_Tasks to perform:_
[1] Print the part of the account of the 1958 Amsterdam firemen's convention accident that opens with the words containing "Before the accident" and closes with "reach the top.".
[2] How might the account of the 1958 Amsterdam firemen's convention accident go on? Proceed with it from where it stops.

Two people ultimately died, eight were injured and litigation went on for at least three years following an accident at the August 1958 New York State Volunteer Firemen’s Convention held in Amsterdam.
Before the accident happened, Recorder reporter James H. Walker, Jr., had written that “skill and derring-do were the order of the day.”
One competition consisted of a fire truck speeding to a high wooden arch and the firemen’s team leaping out of the vehicle and throwing a fire ladder up against the arch where the judges were sitting.
While his teammates steadied the ladder, one fireman ran up the ladder to touch the top rung. The event was judged by the time it took for the team member to reach the top.
An estimated 2,000 spectators safely watched such events with fire trucks performing maneuvers at speeds of 45 to 65 miles per hour at what was then Coessens Park in the city’s East End.
At 12:30 p.m. on Friday, Aug. 22, a small fire truck, something like a pickup truck, from Oyster Bay on Long Island was taking part in a competition that required the driver to speed to a designated spot, stop and have the truck’s crew quickly unreel a hose.
The hydraulic line in the truck’s brake system apparently broke, according to a mechanic’s investigation after the crash.

_Material supplied:_

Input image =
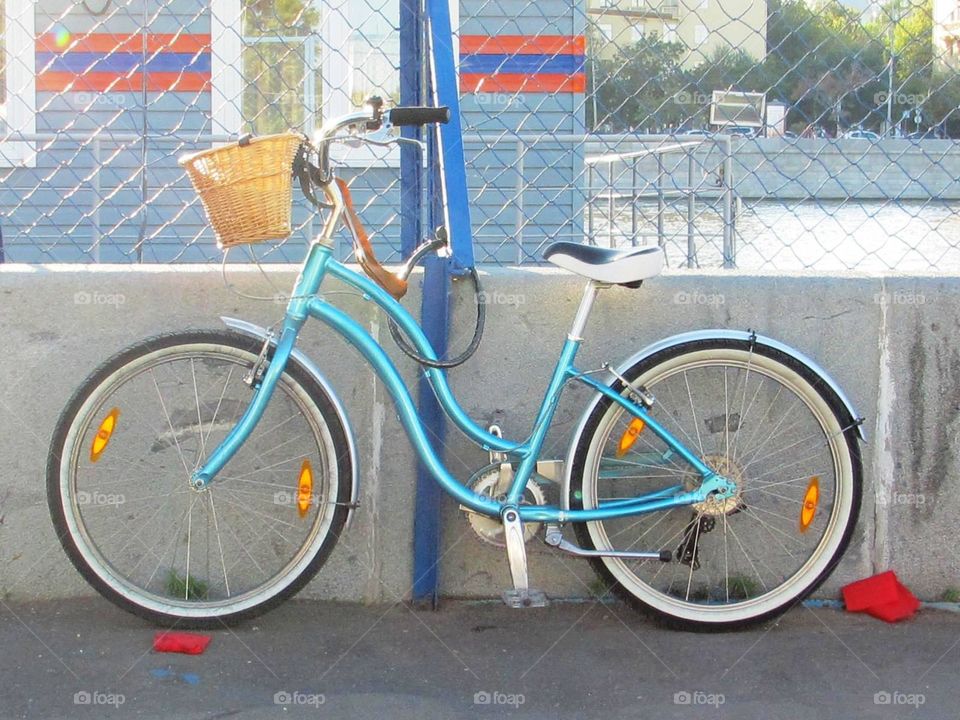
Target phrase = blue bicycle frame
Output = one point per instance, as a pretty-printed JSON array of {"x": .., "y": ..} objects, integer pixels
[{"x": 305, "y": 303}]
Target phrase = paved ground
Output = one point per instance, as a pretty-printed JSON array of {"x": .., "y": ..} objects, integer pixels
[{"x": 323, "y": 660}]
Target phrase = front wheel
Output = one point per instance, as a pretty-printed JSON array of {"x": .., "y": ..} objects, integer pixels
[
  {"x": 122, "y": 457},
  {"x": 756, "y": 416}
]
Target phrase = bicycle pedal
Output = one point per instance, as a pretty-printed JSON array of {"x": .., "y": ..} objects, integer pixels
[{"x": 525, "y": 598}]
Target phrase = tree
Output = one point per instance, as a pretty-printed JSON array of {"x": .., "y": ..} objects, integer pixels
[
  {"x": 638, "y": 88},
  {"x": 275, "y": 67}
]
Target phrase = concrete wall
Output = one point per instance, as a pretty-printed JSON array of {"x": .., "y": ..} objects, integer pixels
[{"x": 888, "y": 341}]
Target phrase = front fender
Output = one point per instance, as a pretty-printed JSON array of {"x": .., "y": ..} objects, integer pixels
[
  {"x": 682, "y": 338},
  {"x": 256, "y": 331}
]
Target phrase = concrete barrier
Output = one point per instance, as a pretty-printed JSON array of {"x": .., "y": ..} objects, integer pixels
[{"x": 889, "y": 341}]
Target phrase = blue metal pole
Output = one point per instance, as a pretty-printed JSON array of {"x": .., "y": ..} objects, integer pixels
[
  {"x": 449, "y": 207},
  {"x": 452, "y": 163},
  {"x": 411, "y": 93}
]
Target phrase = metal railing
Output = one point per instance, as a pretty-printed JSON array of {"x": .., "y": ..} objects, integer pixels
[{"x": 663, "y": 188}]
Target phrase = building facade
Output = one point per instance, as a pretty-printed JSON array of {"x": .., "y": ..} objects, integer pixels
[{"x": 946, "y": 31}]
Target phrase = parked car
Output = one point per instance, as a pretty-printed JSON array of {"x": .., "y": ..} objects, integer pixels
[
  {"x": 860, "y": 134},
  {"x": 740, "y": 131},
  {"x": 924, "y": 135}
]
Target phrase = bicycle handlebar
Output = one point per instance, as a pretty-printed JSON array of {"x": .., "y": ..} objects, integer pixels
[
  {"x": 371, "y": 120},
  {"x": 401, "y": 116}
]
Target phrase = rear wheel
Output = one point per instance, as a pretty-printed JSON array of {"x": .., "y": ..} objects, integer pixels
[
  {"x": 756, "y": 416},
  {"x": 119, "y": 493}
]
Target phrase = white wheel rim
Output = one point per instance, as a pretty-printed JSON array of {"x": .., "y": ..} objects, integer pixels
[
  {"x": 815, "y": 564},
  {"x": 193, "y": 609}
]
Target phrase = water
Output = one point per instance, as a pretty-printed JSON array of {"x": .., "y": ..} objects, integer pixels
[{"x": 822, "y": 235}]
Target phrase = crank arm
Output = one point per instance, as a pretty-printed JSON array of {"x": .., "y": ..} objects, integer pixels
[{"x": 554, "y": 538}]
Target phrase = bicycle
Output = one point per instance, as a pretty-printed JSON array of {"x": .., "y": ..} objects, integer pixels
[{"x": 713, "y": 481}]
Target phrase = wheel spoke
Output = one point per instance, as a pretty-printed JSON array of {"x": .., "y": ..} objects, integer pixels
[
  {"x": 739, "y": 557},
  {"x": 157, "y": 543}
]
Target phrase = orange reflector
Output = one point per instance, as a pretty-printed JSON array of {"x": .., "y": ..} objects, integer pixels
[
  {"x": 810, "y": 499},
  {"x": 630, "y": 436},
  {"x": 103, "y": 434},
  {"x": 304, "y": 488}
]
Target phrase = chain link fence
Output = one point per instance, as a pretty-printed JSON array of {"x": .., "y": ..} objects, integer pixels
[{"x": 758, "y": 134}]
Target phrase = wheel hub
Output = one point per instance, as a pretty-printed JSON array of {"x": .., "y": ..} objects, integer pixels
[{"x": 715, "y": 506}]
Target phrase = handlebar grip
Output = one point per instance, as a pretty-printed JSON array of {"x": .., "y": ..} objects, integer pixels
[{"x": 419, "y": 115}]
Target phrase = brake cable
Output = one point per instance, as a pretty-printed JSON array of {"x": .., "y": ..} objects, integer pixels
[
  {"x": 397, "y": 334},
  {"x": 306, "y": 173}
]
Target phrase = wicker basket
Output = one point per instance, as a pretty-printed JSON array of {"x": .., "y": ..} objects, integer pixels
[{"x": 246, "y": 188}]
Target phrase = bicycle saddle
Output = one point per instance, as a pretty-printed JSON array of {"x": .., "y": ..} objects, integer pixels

_Numbered answers:_
[1]
Before the accident happened, Recorder reporter James H. Walker, Jr., had written that “skill and derring-do were the order of the day.”
One competition consisted of a fire truck speeding to a high wooden arch and the firemen’s team leaping out of the vehicle and throwing a fire ladder up against the arch where the judges were sitting.
While his teammates steadied the ladder, one fireman ran up the ladder to touch the top rung. The event was judged by the time it took for the team member to reach the top.

[2]
The vehicle plowed through a six-foot wire fence, striking spectators.
Walker wrote in Saturday’s Recorder that a “carnival atmosphere was turned into one of horror.”
One man, 67-year-old Fred Biege of Cranesville, was somersaulted into the air and dragged a short distance.
Biege died from his injuries two hours later at Amsterdam City Hospital.
Montgomery County Coroner Dr. Fred Pipito said Biege never regained consciousness.
Pipito ruled the death was accidental with no criminal negligence involved.
Also injured in the accident were Stephen Mormile, 12, of Valley View Road; James Van Der Bogart, 8, of East Main St.; William Wyzkowski, 68, of Elizabeth St.; Robert Van Velsor, Kenneth Van Velsor, John Zwolinski and George Wedley, members of the fire truck team.
The driver of the truck was treated for bruises and shock.
The driver was Wilbur Young of Oyster Bay. Young frantically signaled to spectators to get out of the way of his speeding vehicle in vain.
After hitting the fence and the spectators, the Ford truck powered by a Cadillac engine continued into a baseball field before finally coming to a stop.
By the time that several lawsuits were being settled in 1961, another injured man, Felix Winkel, 47, of Forbes Street in Amsterdam, also had died.
In the accident Winkel was thrown face down to the ground into the wire mesh fence and dragged some distance.
The Oyster Bay volunteers were from Atlantic Steamer Company Number One, known as the Rough Riders, a reference to a military group led by President Theodore Roosevelt in the Spanish-American War. Roosevelt was Oyster Bay’s most famous resident.
The Recorder noted that during the convention all hotel rooms in Amsterdam were filled and some conventioneers were staying in private homes.
The Rochester Democrat and Chronicle reported 4,000 firemen attended the event.
The day after the tragedy, fire trucks and firemen paraded from Veterans Field on Locust Avenue to Prospect Street, Church Street and East Main Street to Coessens Park, where trophies were awarded.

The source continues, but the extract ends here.